* [RECORD LIST]
___

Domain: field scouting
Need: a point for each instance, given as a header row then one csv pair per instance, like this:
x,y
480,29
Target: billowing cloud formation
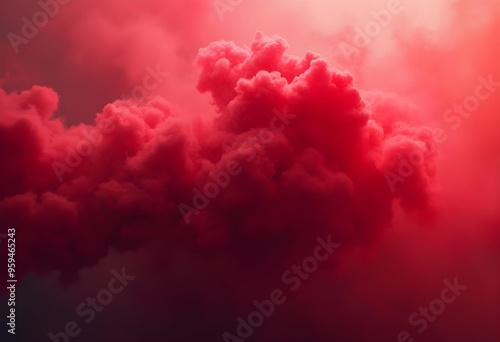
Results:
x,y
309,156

___

Repeat every row above, requests included, and add 129 to each x and y coordinate in the results, leaving the numbers in the requests and their sample lines unchanged. Leave the pictures out.

* [RESULT OF THIS EXERCISE]
Domain: field scouting
Need: a point for each instance, given as a header row then one csv pair per instance, like this:
x,y
480,29
Target: billowing cloud formation
Results:
x,y
438,285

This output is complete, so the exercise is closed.